[EXERCISE GOAL] Pictures do not belong in the copy; transcribe everything else in the records exactly.
===== RECORDS TO PROCESS
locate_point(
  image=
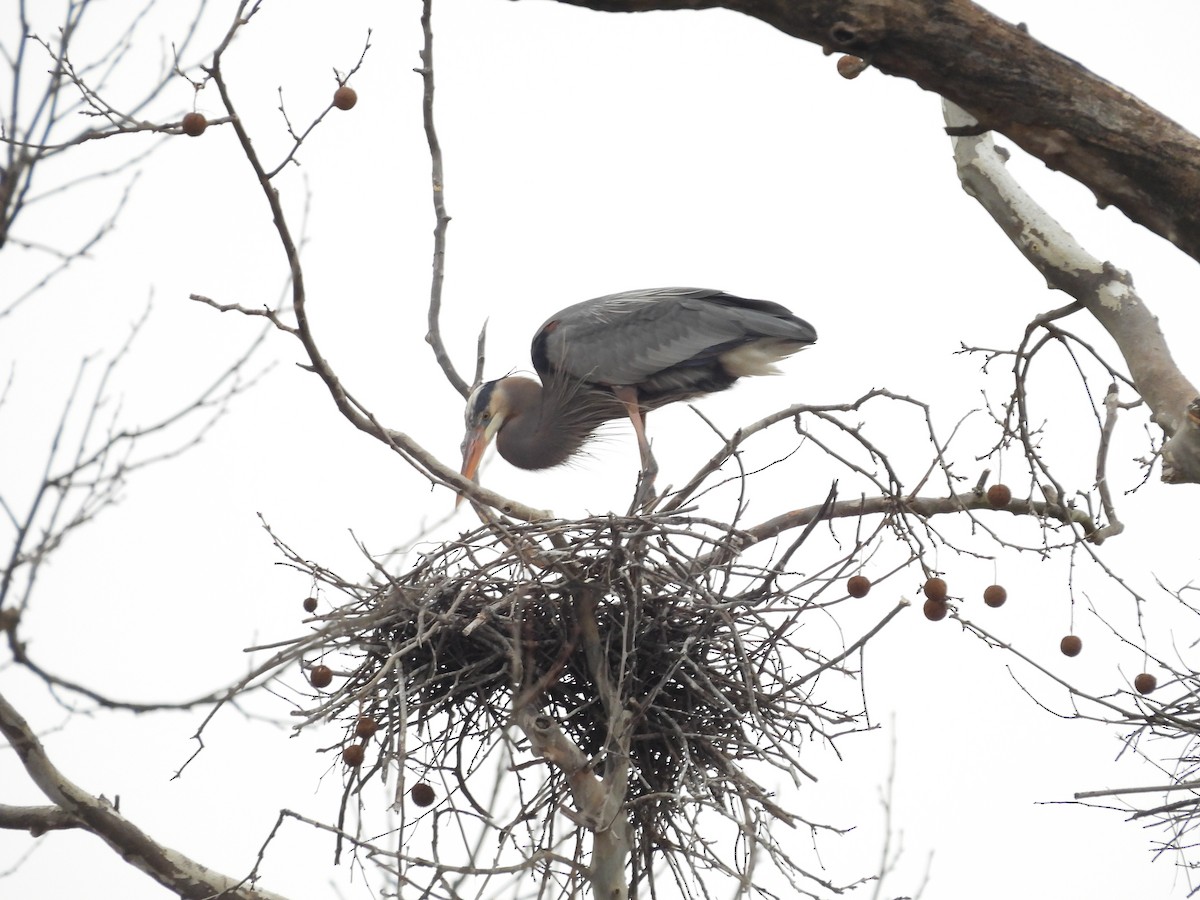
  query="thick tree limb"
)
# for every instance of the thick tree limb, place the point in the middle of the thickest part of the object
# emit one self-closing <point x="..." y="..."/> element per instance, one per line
<point x="36" y="820"/>
<point x="1105" y="291"/>
<point x="1128" y="154"/>
<point x="183" y="876"/>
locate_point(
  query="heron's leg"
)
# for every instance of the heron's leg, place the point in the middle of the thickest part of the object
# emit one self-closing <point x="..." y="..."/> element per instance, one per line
<point x="628" y="396"/>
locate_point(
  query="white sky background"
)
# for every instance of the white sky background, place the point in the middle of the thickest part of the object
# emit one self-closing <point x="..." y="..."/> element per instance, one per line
<point x="585" y="154"/>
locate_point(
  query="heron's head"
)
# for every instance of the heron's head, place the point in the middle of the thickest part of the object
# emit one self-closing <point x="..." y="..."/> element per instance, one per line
<point x="486" y="409"/>
<point x="489" y="408"/>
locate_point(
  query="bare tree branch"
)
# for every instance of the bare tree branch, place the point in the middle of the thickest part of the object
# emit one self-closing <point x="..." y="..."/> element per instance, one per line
<point x="1105" y="291"/>
<point x="1129" y="155"/>
<point x="169" y="868"/>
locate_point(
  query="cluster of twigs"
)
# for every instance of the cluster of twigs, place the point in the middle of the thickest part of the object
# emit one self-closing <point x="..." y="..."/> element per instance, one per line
<point x="568" y="619"/>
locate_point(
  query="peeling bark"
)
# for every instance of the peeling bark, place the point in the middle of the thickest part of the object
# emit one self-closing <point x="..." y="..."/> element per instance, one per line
<point x="1129" y="155"/>
<point x="1105" y="291"/>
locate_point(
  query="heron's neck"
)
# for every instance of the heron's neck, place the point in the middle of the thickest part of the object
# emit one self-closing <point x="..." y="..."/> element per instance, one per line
<point x="539" y="433"/>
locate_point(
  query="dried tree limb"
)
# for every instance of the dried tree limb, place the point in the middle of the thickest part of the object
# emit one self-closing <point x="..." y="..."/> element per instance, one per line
<point x="1104" y="291"/>
<point x="347" y="405"/>
<point x="433" y="337"/>
<point x="169" y="868"/>
<point x="1129" y="155"/>
<point x="36" y="820"/>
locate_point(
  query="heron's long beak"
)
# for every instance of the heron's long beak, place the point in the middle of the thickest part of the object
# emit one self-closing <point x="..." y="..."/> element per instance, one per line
<point x="473" y="447"/>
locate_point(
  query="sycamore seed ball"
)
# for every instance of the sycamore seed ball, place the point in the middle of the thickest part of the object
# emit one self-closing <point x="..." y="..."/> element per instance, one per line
<point x="193" y="125"/>
<point x="321" y="676"/>
<point x="857" y="586"/>
<point x="1145" y="683"/>
<point x="995" y="595"/>
<point x="421" y="793"/>
<point x="851" y="66"/>
<point x="999" y="496"/>
<point x="935" y="589"/>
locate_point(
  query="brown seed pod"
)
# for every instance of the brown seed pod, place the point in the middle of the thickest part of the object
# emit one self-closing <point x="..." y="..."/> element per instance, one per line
<point x="935" y="589"/>
<point x="193" y="125"/>
<point x="858" y="586"/>
<point x="321" y="676"/>
<point x="851" y="66"/>
<point x="423" y="795"/>
<point x="999" y="496"/>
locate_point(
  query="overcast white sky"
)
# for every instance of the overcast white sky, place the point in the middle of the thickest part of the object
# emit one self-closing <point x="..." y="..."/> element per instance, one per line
<point x="585" y="154"/>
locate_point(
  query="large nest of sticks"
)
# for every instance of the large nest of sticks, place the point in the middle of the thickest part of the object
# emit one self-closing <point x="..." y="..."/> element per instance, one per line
<point x="657" y="613"/>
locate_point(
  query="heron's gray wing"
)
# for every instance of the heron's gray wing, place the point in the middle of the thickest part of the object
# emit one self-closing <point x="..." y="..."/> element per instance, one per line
<point x="629" y="337"/>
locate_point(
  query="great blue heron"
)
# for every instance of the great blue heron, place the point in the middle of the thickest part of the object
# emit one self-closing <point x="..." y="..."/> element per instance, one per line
<point x="625" y="354"/>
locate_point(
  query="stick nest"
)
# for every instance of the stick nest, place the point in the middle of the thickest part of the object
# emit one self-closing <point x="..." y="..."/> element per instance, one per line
<point x="574" y="619"/>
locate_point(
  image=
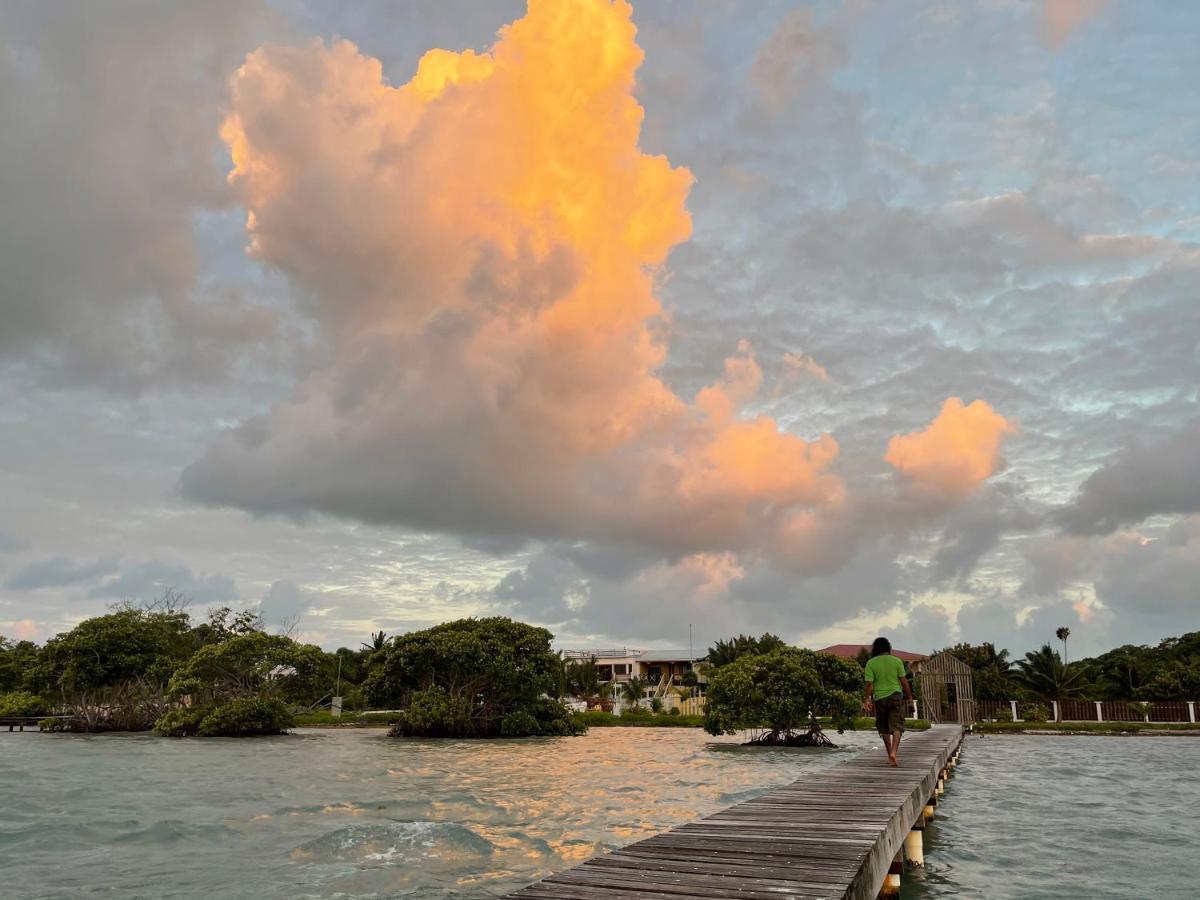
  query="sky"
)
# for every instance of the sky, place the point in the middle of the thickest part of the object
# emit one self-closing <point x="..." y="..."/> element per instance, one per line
<point x="822" y="318"/>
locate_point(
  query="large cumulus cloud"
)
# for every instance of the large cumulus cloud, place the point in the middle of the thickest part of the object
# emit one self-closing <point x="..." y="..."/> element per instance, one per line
<point x="481" y="246"/>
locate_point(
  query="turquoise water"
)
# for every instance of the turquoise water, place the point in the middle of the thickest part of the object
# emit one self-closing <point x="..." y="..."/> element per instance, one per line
<point x="354" y="814"/>
<point x="1057" y="816"/>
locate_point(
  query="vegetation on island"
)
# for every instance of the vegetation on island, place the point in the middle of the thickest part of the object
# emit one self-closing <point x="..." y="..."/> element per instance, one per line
<point x="138" y="667"/>
<point x="781" y="693"/>
<point x="1169" y="671"/>
<point x="472" y="678"/>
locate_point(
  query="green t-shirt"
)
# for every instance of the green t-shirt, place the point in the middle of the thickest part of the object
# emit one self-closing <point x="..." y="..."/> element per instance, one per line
<point x="885" y="672"/>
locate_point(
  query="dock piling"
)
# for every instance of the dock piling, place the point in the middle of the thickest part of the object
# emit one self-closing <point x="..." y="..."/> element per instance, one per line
<point x="843" y="832"/>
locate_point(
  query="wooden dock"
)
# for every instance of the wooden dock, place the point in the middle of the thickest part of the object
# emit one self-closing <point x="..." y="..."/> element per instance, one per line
<point x="835" y="833"/>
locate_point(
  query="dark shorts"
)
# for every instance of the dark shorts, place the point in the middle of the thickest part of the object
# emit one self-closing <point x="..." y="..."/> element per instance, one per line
<point x="889" y="714"/>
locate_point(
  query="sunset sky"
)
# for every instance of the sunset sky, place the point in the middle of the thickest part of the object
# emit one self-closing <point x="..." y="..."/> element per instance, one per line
<point x="821" y="318"/>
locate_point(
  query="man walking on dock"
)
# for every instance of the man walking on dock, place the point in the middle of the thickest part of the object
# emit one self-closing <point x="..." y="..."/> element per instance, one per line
<point x="885" y="681"/>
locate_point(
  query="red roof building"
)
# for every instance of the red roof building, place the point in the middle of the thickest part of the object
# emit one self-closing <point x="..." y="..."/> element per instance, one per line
<point x="851" y="651"/>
==========
[RESPONSE FOR THIS EXERCISE]
locate_point(
  image=
  query="thick tree limb"
)
# for every instance of the thick tree limb, place the point in the middle of the thickest part of the object
# emit one self-closing <point x="..." y="..."/> element per instance, one per line
<point x="36" y="820"/>
<point x="1105" y="291"/>
<point x="1128" y="154"/>
<point x="183" y="876"/>
locate_point(
  query="heron's leg"
)
# for every instance of the heron's leg, place the point in the middle of the thickest part of the object
# emit one self-closing <point x="..." y="..."/> element per instance, one per line
<point x="628" y="396"/>
locate_point(
  query="white sky background"
)
# for every instance of the white sky background, place the point in the middle of the thickest part of the object
# emit one self-closing <point x="..." y="..."/> element per instance, one per line
<point x="585" y="154"/>
locate_point(
  query="heron's head"
)
# for every instance of the heron's head, place the point in the middle of the thickest part of the object
# emit one self-closing <point x="..." y="..."/> element per instance, one per line
<point x="486" y="409"/>
<point x="489" y="408"/>
locate_point(
  query="bare tree branch"
)
# for every instance of the bare tree branch, place the point in the middle of the thickest part of the object
# emit one self-closing <point x="..." y="..."/> element per instance, one per line
<point x="1105" y="291"/>
<point x="1129" y="155"/>
<point x="169" y="868"/>
locate_point(
  query="cluster of twigs"
)
# for every instance of the cluster of twigs, place the point in the middle of the thickest part of the object
# emit one self-closing <point x="..." y="..."/> element per instance, one per line
<point x="568" y="619"/>
locate_point(
  query="peeling bark"
)
# for every instance of the peeling bark, place the point in the middle of the thickest part of the object
# emit one self-closing <point x="..." y="..."/> element per instance, one per line
<point x="1129" y="155"/>
<point x="1105" y="291"/>
locate_point(
  query="heron's neck"
)
# for every instance of the heron's neck, place the point in the middle of the thickest part of the object
# emit one self-closing <point x="..." y="..."/> element per instance, one per line
<point x="539" y="433"/>
locate_point(
  query="dried tree limb"
)
# for every instance of the dried tree limb, place the point in the middle of the thickest part of the object
# emit one self-closing <point x="..." y="..."/> element per instance, one per line
<point x="1104" y="291"/>
<point x="347" y="405"/>
<point x="433" y="337"/>
<point x="169" y="868"/>
<point x="1129" y="155"/>
<point x="36" y="820"/>
locate_point(
  query="heron's long beak"
)
# for every instance of the heron's long beak, place the point in the middle of the thickest part of the object
# emit one self-closing <point x="..." y="..."/> element per instance, one per line
<point x="473" y="447"/>
locate_point(
  query="sycamore seed ball"
)
# for every instance of the sycamore seed ball, place the point in the middle of the thickest part of the object
# emit one self-closing <point x="..." y="..."/> element per instance, one per line
<point x="193" y="125"/>
<point x="321" y="676"/>
<point x="857" y="586"/>
<point x="1145" y="683"/>
<point x="995" y="595"/>
<point x="421" y="793"/>
<point x="851" y="66"/>
<point x="999" y="496"/>
<point x="935" y="589"/>
locate_point(
  query="brown seed pod"
)
# for every instance of the brown seed pod, place the point in the middle of the thickest part of the object
# emit one self-closing <point x="..." y="..."/> element per instance, one per line
<point x="935" y="589"/>
<point x="193" y="125"/>
<point x="858" y="586"/>
<point x="321" y="676"/>
<point x="851" y="66"/>
<point x="423" y="795"/>
<point x="999" y="496"/>
locate_point(
  query="overcast white sky"
)
# for every instance of the overcast white sky, place the point in the middle of the thickest part of the object
# emit one self-closing <point x="..." y="..."/> element per instance, one per line
<point x="585" y="154"/>
locate_point(
  query="large nest of sticks"
)
# for every instance of the large nest of sticks, place the point in the middle of the thickest part of the object
# emit one self-closing <point x="..." y="..."/> element per instance, one per line
<point x="657" y="613"/>
locate_point(
  query="heron's gray wing"
)
# for every instance of the heron's gray wing, place the point in the middle of the thickest part of the object
# emit one self-closing <point x="..." y="..."/> element per instance, one per line
<point x="629" y="337"/>
locate_point(
  query="great blue heron"
)
# for every instance of the great blue heron, place the point in the middle of the thickest part of the object
# emit one self-closing <point x="..." y="..."/> element per instance, one per line
<point x="625" y="354"/>
locate_point(
  query="stick nest"
)
# for every instance of the stick nest, place the point in the middle of the thickest part of the object
# emit one self-closing <point x="..." y="..."/> element per instance, one per line
<point x="574" y="619"/>
locate_point(
  image=
  query="sky"
)
# for every instance of the sky, place the point in the middle of the thickest part of the object
# emit one self-closing <point x="..." y="..."/> element per instance, one per line
<point x="822" y="318"/>
locate_point(
  query="large cumulus cloud"
)
# for every instance of the large cumulus cloud, place the point in the middle of the thickest part of the object
# emit one self-closing <point x="..." y="..."/> element per instance, one per line
<point x="481" y="246"/>
locate_point(
  query="turquoise water"
)
# for every instance of the turquoise water, place the point in the middle of the thickest part of the object
# emit one self-closing <point x="..." y="..."/> element per instance, one per line
<point x="354" y="814"/>
<point x="1057" y="816"/>
locate_point(
  query="vegetation on island"
)
# for every instance of the vegetation on island, place the point in the middle of the thickest part of the object
# emit one self-closing <point x="..." y="..."/> element per instance, one per line
<point x="138" y="667"/>
<point x="781" y="693"/>
<point x="1169" y="671"/>
<point x="472" y="678"/>
locate_point(
  query="green t-shirt"
)
# for every instance of the green t-shirt, place the point in the middle of the thickest part of the object
# emit one self-closing <point x="..." y="..."/> element per instance, one per line
<point x="885" y="672"/>
locate_point(
  query="dock piling"
)
# for every instance of the dock piling, place the point in the middle of the thickest part of the object
# emit one self-closing <point x="..." y="..."/> element per instance, one per line
<point x="843" y="832"/>
locate_point(
  query="wooden dock"
)
# for every instance of the wooden dock, place the point in the middle of the thickest part of the object
# emit one self-closing <point x="..." y="..."/> element per instance, one per line
<point x="835" y="833"/>
locate_point(
  query="dark shorts"
)
# for every instance of the dark shorts, place the point in the middle of the thickest part of the object
# emit one self-closing <point x="..." y="..."/> element per instance, one per line
<point x="889" y="714"/>
locate_point(
  query="sunset sky"
)
# for every instance of the sunset sky, place the point in the middle of the thickest part of the object
# emit one self-closing <point x="..." y="..."/> element per instance, one per line
<point x="821" y="318"/>
locate_point(
  query="man walking on dock"
)
# for every instance of the man walking on dock, place the point in the middle of the thickest part of the object
# emit one self-closing <point x="..." y="..."/> element per instance, one per line
<point x="885" y="681"/>
locate_point(
  query="red roof building"
)
# for every instance of the red roof building, place the point in the middle of the thickest part of the object
# emit one self-closing <point x="..." y="..."/> element per instance, one per line
<point x="851" y="651"/>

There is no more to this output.